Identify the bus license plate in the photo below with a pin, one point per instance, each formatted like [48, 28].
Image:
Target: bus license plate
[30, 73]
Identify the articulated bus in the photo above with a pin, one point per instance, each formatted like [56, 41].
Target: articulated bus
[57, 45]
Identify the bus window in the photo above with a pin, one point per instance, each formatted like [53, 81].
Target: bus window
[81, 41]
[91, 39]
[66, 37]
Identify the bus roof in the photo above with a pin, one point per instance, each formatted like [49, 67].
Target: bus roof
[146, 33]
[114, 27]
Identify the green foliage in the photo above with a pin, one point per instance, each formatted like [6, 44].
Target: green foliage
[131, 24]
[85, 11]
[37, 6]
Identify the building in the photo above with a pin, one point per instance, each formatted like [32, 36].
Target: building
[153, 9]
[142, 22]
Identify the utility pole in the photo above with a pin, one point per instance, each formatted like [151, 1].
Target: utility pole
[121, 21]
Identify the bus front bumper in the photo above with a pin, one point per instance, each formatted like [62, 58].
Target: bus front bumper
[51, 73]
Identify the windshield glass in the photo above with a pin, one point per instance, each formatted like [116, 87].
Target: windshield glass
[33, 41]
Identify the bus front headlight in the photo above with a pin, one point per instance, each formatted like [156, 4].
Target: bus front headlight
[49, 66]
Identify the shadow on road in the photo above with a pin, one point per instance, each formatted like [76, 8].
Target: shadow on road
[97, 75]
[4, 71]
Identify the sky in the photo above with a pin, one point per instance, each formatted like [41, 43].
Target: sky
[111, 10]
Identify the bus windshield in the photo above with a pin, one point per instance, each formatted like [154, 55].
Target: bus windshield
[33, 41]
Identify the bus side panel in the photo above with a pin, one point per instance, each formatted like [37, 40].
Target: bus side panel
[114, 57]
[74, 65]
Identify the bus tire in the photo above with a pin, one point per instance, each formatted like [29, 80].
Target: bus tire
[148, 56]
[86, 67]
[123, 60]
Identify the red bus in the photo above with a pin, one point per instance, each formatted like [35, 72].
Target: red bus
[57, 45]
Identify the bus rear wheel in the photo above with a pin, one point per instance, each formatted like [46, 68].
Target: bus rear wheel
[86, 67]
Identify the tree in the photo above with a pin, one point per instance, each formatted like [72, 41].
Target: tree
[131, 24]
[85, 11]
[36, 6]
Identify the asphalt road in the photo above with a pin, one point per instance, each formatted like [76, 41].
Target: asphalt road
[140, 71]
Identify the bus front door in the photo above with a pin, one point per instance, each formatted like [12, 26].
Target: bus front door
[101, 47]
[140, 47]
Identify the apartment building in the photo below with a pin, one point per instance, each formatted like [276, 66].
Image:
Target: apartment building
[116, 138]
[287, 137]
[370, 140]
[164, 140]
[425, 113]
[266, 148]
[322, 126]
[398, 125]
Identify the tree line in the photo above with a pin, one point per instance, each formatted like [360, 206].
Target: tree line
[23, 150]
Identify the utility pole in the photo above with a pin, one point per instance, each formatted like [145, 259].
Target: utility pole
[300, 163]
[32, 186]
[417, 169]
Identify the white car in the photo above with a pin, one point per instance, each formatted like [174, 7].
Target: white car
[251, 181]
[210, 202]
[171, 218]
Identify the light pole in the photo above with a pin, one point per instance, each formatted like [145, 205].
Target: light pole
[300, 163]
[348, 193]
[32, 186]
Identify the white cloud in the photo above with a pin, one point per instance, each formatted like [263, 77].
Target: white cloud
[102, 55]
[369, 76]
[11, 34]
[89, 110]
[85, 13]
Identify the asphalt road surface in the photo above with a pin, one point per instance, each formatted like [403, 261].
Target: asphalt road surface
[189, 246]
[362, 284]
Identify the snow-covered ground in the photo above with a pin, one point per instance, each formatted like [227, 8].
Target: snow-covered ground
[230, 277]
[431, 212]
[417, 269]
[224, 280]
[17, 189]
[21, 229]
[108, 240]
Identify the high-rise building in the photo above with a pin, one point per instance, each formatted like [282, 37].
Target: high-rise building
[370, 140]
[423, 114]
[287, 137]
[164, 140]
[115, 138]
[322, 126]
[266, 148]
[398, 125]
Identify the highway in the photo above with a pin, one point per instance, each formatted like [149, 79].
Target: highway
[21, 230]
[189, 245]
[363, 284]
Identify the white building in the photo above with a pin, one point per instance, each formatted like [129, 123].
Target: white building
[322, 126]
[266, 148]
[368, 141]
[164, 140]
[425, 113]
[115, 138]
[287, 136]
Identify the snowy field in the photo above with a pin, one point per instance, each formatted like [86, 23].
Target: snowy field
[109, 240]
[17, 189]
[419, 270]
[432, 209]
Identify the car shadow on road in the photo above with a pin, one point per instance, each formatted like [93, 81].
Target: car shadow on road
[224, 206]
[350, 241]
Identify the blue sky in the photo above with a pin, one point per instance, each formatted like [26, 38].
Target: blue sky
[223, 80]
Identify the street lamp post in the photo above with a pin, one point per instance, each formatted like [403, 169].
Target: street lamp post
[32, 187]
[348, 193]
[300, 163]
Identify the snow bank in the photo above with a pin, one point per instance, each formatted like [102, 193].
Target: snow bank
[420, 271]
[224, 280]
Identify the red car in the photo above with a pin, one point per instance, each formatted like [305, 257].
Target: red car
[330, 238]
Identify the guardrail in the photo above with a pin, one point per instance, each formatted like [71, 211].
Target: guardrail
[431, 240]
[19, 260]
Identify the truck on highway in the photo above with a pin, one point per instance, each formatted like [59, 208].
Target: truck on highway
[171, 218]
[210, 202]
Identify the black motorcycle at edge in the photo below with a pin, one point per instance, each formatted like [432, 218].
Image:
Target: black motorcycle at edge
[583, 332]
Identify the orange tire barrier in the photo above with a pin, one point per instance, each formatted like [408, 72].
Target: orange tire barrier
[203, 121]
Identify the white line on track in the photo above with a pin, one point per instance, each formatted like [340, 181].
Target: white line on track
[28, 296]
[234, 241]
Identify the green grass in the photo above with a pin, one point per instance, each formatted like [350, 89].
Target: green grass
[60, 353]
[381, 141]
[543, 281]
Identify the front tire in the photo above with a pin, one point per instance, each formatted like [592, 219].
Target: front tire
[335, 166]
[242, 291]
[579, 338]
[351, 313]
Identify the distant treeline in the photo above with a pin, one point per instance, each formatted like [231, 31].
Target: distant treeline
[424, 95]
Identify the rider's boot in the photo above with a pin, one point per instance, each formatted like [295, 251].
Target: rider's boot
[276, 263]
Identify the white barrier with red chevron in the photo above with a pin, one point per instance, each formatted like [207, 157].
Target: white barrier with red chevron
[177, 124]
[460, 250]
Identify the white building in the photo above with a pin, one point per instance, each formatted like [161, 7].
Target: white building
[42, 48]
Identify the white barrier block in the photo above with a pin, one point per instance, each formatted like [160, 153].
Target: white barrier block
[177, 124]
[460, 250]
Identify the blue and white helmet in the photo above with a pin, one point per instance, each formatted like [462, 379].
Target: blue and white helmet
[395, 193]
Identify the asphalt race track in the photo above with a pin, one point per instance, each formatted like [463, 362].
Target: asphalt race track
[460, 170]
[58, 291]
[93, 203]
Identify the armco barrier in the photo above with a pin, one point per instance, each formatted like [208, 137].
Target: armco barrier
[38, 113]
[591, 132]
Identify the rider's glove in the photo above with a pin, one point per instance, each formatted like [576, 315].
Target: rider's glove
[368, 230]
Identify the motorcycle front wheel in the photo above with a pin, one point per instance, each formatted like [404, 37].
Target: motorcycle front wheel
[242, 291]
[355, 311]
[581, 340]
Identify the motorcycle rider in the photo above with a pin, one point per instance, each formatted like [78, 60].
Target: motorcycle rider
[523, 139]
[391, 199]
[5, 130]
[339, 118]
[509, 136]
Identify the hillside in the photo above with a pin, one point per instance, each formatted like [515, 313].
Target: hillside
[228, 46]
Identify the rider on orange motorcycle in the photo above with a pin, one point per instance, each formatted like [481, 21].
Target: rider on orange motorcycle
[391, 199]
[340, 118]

= = = = = = =

◆ **Problem to solve**: Only lines with the word "below" are needed. Copy them from the preceding records.

◆ **Completed task**:
Identify the bus license plate in the photo below with a pin, one point per instance, each formatted like [48, 28].
Identify the apartment building in the photo below with a pin, one point per instance, each formatted like [276, 66].
Identify the black motorcycle at edge in the photo below with a pin, one point per instance, each formatted like [432, 218].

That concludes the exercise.